Did you used to work at with motorcycles?! If so I think I dealt with you a couple of years ago with my 123d!


----------



## Matty77

bigmac3161 said:


> The signs are a good idea, i told the receptionist i didn't want mine washed at its 1 year service and she put it on the work sheet. So guess wot it came back washed . And on a baking hot day by the time i got home it was plastered in water marks luckily that was all.


I would have gone ferkin mad!!!! :devil:


----------



## DLGWRX02

I've just emailed the dw don't wash poster


to my mum she has her merc detailed by a professional on a monthly basis and is in better condition now than when she bought it bran new from Mercedes, its going in for a service this week and last year she suffered the same horror stories as a lot of you guys, the detailer went nuts hen he saw what they had done.

quick pic of the merc


----------



## nick3814

Crikey! That's lovely in red, not a colour that usually suits a Merc IMO!

Since buying my Renaultsport Megane new in 2011 I've posted the DW don't wash sign in the windscreen on the 3 times it's been to the dealer, also made a point of having her in freshly washed and detailed condition each time so its obvious she doesn't need a wash. Spoke to the service staff face to face too and they write all over the work sheet "do not wash" I think they thought I was funny the first time I told them but they're use to me now :lol:

Will be doing exactly the same next year when the liquid yellow Renaultsport Twingo goes in 

I wouldn't care I still sit and watch the whole service carried out through their viewing booth whilst drinking their coffee :lol:

Love my motors so much.......


----------

◇ ◇ ◇

BRIEF A:
Reproduce the passage of the forum thread on dealer car washes starting at "Did you used" and ending at "that was all.".
The forum thread has no connection to the entries that follow it.

◇ ◇ ◇

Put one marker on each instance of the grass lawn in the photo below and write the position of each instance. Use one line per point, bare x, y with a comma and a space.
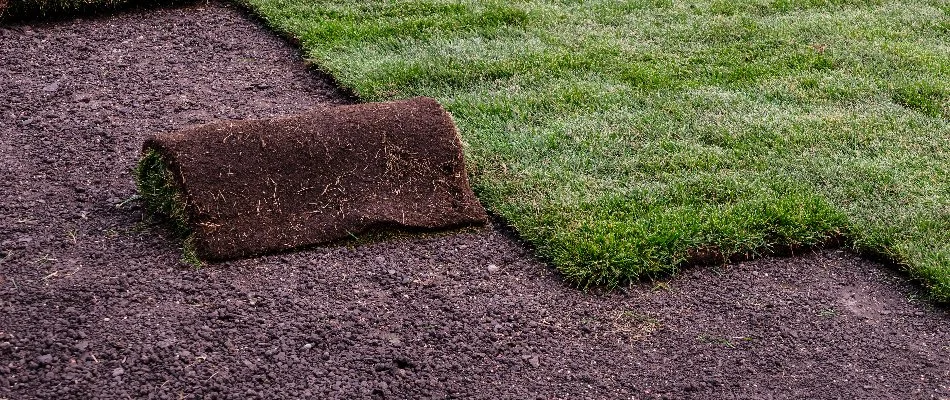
622, 138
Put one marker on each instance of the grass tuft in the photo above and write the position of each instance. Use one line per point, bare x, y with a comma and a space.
162, 197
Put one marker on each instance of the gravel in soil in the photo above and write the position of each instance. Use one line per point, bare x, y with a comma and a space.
95, 303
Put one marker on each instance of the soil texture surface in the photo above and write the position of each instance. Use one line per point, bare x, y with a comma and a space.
321, 176
95, 303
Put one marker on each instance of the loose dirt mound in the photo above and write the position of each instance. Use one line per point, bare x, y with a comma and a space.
332, 173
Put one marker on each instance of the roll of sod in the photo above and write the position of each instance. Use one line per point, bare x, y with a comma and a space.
237, 189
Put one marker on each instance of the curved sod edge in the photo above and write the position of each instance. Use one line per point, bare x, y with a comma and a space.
164, 198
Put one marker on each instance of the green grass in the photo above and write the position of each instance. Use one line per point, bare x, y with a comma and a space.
621, 136
162, 197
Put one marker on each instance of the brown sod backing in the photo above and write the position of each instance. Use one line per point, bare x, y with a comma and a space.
332, 173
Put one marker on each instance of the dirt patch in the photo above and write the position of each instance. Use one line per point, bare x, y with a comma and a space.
332, 173
95, 304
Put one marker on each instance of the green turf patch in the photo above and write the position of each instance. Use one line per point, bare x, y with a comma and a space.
161, 196
622, 136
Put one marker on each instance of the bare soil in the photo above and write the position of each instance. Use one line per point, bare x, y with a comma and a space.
95, 303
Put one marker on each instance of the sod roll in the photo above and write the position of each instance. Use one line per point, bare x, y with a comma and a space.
238, 189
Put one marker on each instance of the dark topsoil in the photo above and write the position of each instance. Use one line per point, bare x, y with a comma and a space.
95, 303
321, 176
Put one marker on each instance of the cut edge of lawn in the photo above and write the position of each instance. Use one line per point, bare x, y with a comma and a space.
839, 236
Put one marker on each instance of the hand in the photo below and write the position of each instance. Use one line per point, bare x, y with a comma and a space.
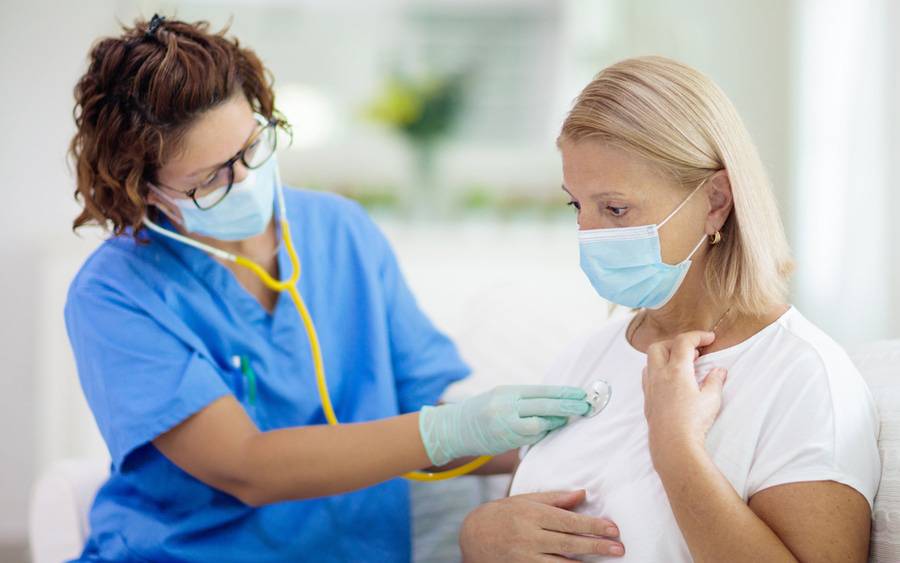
507, 417
535, 527
679, 411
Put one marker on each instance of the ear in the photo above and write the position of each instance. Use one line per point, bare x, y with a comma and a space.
718, 191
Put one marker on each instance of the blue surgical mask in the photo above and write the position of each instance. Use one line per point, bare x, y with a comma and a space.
245, 211
625, 264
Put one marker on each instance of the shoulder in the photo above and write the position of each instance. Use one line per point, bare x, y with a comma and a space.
114, 263
306, 203
806, 356
331, 215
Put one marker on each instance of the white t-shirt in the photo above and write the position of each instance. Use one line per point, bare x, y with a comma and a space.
794, 409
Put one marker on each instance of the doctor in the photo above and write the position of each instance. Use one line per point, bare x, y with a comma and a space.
201, 378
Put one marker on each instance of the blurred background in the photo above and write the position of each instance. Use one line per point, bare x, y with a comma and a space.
440, 116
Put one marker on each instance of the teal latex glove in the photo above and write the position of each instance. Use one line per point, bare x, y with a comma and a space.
504, 418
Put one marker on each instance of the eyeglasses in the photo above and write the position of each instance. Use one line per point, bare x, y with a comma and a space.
257, 151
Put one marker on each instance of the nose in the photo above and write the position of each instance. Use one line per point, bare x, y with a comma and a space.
240, 172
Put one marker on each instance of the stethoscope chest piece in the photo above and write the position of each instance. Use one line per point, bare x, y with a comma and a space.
598, 394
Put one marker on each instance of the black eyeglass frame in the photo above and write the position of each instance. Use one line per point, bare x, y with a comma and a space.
267, 126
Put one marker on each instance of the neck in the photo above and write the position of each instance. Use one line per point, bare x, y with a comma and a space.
259, 247
689, 309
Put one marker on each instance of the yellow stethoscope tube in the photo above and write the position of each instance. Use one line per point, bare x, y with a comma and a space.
290, 285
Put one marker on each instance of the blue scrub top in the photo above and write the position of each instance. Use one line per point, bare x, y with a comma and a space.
156, 328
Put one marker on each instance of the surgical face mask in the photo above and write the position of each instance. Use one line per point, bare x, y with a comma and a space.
245, 211
625, 264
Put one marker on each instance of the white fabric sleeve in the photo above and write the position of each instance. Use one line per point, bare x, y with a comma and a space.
821, 425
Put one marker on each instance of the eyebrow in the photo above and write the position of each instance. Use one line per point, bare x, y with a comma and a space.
594, 196
221, 164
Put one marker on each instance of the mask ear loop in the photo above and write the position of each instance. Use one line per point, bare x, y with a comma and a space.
682, 204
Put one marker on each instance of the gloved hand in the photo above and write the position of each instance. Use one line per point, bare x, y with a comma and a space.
499, 420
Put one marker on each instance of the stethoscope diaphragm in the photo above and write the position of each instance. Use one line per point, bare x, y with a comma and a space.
598, 394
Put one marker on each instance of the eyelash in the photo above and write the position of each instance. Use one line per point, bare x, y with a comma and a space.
616, 212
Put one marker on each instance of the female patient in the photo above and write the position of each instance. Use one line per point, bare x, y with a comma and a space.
776, 462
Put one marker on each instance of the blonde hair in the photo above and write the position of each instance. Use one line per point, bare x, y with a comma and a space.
679, 119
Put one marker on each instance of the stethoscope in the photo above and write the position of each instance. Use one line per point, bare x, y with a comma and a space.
598, 394
290, 285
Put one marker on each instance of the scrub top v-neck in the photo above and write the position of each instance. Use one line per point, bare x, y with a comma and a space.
160, 330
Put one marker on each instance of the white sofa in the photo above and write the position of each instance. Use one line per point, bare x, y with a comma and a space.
511, 296
62, 497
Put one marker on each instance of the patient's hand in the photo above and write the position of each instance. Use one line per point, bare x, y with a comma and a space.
535, 527
679, 411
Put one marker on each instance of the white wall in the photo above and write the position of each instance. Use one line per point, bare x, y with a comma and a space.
44, 45
743, 45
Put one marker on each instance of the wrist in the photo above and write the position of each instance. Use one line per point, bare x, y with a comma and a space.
434, 430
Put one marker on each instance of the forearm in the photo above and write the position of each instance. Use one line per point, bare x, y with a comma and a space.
499, 464
315, 461
714, 520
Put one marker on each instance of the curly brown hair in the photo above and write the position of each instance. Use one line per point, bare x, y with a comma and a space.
139, 96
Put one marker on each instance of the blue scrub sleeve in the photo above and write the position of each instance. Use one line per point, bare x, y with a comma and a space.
424, 359
139, 379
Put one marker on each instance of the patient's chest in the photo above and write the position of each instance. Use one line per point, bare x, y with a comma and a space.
609, 456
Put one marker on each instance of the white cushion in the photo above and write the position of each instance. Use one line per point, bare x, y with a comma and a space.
879, 364
60, 503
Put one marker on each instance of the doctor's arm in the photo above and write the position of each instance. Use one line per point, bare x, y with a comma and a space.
799, 521
222, 447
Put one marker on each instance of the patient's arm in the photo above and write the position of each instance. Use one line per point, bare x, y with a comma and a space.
817, 520
804, 521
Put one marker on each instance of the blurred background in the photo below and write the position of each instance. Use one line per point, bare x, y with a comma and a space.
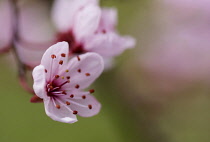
157, 92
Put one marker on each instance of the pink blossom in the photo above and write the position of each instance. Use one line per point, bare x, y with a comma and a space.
60, 83
6, 24
35, 31
180, 55
81, 23
88, 28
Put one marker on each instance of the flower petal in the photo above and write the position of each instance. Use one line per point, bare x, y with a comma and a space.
109, 44
55, 58
64, 12
64, 114
6, 24
31, 53
39, 81
84, 71
35, 24
87, 21
86, 105
108, 19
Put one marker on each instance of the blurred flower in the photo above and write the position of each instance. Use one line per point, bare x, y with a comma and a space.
60, 83
180, 55
6, 24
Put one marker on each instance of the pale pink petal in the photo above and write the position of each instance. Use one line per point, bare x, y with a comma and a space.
86, 21
108, 20
31, 53
39, 81
84, 71
86, 105
55, 58
6, 24
64, 114
109, 44
108, 63
64, 12
34, 22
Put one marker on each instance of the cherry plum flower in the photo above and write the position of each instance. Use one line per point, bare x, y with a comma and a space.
88, 28
6, 24
60, 83
83, 24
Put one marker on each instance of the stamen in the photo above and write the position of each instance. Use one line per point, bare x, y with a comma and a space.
57, 76
68, 81
78, 58
58, 106
90, 106
87, 74
91, 91
75, 112
72, 96
51, 87
63, 55
61, 62
77, 86
79, 70
103, 31
64, 92
53, 56
68, 103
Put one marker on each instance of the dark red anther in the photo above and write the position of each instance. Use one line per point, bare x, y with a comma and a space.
53, 56
77, 86
78, 58
87, 74
68, 103
75, 112
61, 62
58, 106
91, 90
57, 76
84, 97
90, 106
63, 55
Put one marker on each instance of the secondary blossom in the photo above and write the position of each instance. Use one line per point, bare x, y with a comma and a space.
60, 83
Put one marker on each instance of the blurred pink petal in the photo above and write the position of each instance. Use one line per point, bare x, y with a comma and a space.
34, 22
86, 22
180, 56
60, 84
109, 44
6, 24
108, 20
31, 53
64, 12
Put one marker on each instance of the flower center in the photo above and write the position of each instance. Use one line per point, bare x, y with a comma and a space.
74, 46
56, 90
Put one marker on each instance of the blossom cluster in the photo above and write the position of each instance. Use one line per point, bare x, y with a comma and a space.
82, 39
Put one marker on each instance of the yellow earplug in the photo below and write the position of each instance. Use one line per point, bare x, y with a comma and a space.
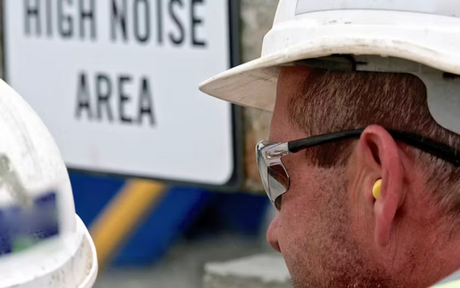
377, 189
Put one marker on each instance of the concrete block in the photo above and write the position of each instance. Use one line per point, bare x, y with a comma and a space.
260, 271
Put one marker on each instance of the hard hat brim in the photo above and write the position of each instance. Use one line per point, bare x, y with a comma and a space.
254, 84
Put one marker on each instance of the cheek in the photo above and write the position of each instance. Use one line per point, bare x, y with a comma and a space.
296, 215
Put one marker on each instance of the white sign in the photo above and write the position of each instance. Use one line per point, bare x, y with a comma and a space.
116, 82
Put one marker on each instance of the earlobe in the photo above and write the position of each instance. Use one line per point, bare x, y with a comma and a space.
381, 164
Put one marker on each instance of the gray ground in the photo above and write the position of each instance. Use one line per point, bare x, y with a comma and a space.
183, 266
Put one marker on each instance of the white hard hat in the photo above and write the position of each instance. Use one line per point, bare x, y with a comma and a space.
421, 37
42, 241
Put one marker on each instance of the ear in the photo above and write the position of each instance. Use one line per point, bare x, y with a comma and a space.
379, 158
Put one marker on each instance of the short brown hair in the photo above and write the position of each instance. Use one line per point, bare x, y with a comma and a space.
333, 101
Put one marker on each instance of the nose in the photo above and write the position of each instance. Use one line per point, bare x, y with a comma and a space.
272, 234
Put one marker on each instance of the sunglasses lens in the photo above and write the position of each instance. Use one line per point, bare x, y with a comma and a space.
274, 178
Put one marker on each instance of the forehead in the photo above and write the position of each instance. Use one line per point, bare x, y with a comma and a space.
291, 83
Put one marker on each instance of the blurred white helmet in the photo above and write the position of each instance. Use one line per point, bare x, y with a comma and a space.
42, 241
421, 37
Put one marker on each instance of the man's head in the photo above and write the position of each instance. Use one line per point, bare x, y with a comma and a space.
330, 229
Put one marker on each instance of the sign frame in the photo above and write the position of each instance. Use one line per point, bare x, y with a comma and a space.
237, 178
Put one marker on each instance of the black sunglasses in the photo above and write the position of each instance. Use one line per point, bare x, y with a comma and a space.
276, 179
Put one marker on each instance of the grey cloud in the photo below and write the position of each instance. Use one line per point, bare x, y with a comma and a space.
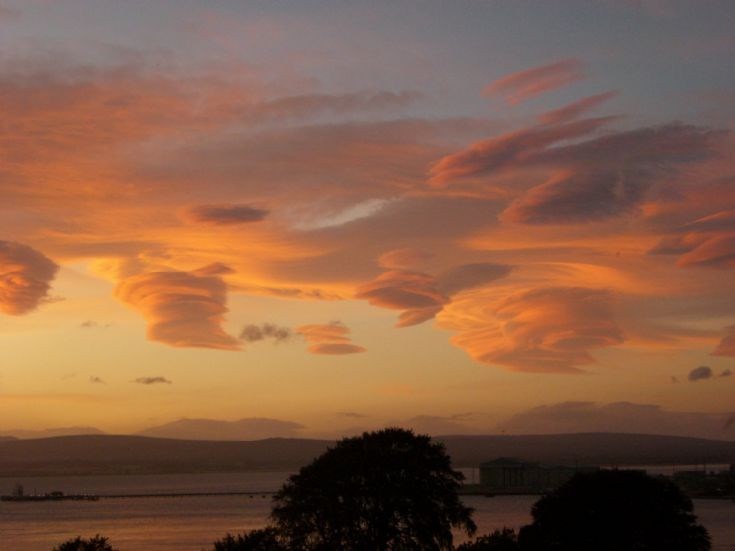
225, 215
254, 333
627, 417
700, 373
468, 276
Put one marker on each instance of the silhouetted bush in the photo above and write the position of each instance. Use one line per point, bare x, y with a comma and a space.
614, 511
500, 540
97, 543
388, 489
265, 539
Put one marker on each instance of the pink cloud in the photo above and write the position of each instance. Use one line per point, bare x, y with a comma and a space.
25, 278
544, 330
182, 309
518, 87
575, 109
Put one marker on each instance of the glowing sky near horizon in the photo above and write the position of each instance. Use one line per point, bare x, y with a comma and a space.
346, 214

◇ ◇ ◇

BRIEF B:
Pull out every line of the entries that contains the word "female".

PROBLEM SOLUTION A:
Did you used to work at with motorcycles?! If so I think I dealt with you a couple of years ago with my 123d!


----------



## Matty77

bigmac3161 said:


> The signs are a good idea, i told the receptionist i didn't want mine washed at its 1 year service and she put it on the work sheet. So guess wot it came back washed . And on a baking hot day by the time i got home it was plastered in water marks luckily that was all.

PROBLEM SOLUTION B:
Put one marker on each instance of the female patient in the photo above and write the position of each instance. Use one line per point, bare x, y with a comma and a space.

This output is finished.